Material to process:
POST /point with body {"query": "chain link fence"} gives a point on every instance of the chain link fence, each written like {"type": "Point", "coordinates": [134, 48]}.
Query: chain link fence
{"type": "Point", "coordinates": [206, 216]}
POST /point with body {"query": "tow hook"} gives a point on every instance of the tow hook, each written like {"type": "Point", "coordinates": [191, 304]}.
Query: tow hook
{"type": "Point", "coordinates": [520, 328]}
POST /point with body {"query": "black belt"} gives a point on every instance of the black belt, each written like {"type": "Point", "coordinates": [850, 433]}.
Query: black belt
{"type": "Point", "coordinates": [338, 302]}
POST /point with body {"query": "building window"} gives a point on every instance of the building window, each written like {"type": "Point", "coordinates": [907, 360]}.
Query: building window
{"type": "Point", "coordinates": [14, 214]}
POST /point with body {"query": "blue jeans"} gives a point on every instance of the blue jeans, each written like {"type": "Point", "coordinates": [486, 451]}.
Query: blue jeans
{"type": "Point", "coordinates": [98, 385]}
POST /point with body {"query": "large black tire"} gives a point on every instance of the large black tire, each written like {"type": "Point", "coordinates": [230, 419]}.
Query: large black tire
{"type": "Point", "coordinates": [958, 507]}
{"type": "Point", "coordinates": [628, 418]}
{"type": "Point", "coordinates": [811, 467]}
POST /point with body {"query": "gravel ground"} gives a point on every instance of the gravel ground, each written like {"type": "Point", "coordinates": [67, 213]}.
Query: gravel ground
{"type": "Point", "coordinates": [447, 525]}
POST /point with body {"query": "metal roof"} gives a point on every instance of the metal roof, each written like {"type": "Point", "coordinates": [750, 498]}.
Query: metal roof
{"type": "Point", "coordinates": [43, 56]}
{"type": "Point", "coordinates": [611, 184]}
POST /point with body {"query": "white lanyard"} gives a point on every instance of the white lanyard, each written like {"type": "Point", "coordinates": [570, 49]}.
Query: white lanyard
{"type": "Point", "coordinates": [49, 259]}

Exercise aim: Can you repeat all of the records above verbatim, line for line, with nothing changed?

Answer to the task:
POST /point with body {"query": "chain link fence"} gives a point on every instance of the chain link fence, each written like {"type": "Point", "coordinates": [134, 48]}.
Query: chain link fence
{"type": "Point", "coordinates": [206, 216]}
POST /point with body {"query": "tow hook"} gives a point on every instance of the tow hook, each written like {"type": "Point", "coordinates": [191, 304]}.
Query: tow hook
{"type": "Point", "coordinates": [520, 328]}
POST /point with body {"query": "black belt"} gives a point on every instance of the black belt, each written like {"type": "Point", "coordinates": [850, 433]}.
Query: black belt
{"type": "Point", "coordinates": [338, 302]}
POST /point with body {"query": "building window"} gives a point on every instance of the building window, each written like {"type": "Point", "coordinates": [907, 360]}.
Query: building window
{"type": "Point", "coordinates": [14, 214]}
POST /point with body {"query": "blue jeans"} gives a point on every instance of the blue jeans, each written like {"type": "Point", "coordinates": [486, 451]}.
Query: blue jeans
{"type": "Point", "coordinates": [98, 385]}
POST /point with body {"query": "large black tire"} gives a point on every instance of the large black tire, each written like {"type": "Point", "coordinates": [230, 419]}.
Query: large black tire
{"type": "Point", "coordinates": [958, 507]}
{"type": "Point", "coordinates": [628, 418]}
{"type": "Point", "coordinates": [811, 467]}
POST /point with body {"query": "gravel ground"} gives a point on every instance of the gravel ground, each written like {"type": "Point", "coordinates": [67, 213]}.
Query: gravel ground
{"type": "Point", "coordinates": [447, 525]}
POST /point with body {"query": "metal roof"} gives a point on every instance of the metal roof, each written like {"type": "Point", "coordinates": [750, 498]}.
Query: metal roof
{"type": "Point", "coordinates": [43, 56]}
{"type": "Point", "coordinates": [611, 184]}
POST /point with body {"query": "white lanyard"} gives a point on every instance of the white lanyard, each written like {"type": "Point", "coordinates": [570, 49]}.
Query: white lanyard
{"type": "Point", "coordinates": [49, 259]}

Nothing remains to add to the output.